» PROBLEM 1:
Translate this sentence from the passage on medical waste collection into Spanish: "They then collected and routed the waste to storage sites in each region for consolidation and transport to a central site in Conakry, the nation’s capital."
» PROBLEM 2:
Pick up the passage on medical waste collection after its final sentence and write what comes next.

Aiming to unclog its health supply chain, the Ministry of Health requested support from USAID, through the Global Health Supply Chain Program-Procurement and Supply Management (GHSC-PSM) project, to support the identification, collection, transport, and storage of the waste until it can be exported for disposal under internationally recognized procedures.
Prepared with safety training, process maps, collection procedures, protective equipment, and vehicles, 92 health workers and 42 handlers conducted a physical inventory of waste at more than 500 medical stores, hospitals, clinics, and other health facilities. They then collected and routed the waste to storage sites in each region for consolidation and transport to a central site in Conakry, the nation’s capital. Waste collected for disposal included expired or otherwise unusable products like antimalarial medicines; contraceptives used in reproductive health programs; various commodities for support of maternal, newborn, and child health; and personal protective gear used during the Ebola outbreak.

» GIVEN DATA:

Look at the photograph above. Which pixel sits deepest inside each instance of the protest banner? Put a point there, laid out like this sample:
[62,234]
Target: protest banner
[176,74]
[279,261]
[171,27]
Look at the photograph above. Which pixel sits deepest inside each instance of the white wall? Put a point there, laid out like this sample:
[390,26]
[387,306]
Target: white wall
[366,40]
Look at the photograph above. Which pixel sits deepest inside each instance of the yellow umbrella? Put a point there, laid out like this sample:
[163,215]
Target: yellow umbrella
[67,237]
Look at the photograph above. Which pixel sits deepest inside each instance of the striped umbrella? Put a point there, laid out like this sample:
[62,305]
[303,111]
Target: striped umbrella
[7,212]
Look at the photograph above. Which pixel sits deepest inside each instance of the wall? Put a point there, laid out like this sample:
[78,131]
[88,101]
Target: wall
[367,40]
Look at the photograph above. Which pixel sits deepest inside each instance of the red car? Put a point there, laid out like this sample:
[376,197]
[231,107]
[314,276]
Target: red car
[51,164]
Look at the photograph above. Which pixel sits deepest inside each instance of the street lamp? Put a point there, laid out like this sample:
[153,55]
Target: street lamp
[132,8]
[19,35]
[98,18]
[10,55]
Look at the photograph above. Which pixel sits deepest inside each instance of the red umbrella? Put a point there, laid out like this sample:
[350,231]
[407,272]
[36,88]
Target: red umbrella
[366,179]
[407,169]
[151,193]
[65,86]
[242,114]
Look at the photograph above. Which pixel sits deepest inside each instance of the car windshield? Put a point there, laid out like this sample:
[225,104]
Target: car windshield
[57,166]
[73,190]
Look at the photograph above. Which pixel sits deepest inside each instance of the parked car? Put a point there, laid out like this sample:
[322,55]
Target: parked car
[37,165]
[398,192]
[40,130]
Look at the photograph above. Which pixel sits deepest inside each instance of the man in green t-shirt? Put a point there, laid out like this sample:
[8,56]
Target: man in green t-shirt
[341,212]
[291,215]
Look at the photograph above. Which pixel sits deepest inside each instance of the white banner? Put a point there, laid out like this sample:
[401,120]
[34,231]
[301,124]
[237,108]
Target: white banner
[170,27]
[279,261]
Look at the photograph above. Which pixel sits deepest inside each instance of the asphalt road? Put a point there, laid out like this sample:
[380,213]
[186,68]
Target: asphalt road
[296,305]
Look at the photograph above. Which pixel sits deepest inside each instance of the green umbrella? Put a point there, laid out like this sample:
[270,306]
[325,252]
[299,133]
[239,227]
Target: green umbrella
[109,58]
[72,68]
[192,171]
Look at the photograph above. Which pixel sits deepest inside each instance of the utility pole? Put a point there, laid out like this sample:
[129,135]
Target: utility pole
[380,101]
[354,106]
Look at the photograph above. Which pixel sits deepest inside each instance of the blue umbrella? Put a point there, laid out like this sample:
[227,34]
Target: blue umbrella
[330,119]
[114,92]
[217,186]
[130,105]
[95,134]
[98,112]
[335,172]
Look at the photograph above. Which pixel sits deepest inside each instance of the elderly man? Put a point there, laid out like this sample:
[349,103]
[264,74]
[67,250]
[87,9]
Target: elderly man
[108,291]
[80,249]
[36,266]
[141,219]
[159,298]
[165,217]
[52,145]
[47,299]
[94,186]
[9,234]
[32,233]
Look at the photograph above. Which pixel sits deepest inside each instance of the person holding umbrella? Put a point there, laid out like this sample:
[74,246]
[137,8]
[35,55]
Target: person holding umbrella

» OUTPUT 1:
Luego recolectaron y encaminaron los desechos a sitios de almacenamiento en cada región para su consolidación y transporte a un sitio central en Conakri, la capital del país.

» OUTPUT 2:
Different types of waste require different disposal methods. Under the supervision of the General Inspectorate of Health and the National Pharmacy and Drug Directorate, GHSC-PSM provided a method for sorting and packaging waste by categories according to disposal methods, including pharmaceutical waste, medical waste, chemicals, solids, and liquids.
All told, nearly 150 tons of medical and pharmaceutical waste — about the same weight as 90 African hippos — was collected, sorted, weighed, and repackaged in appropriate packaging and containers. The National Environmental Directorate next processed and approved a dossier to export the waste for incineration and disposal abroad.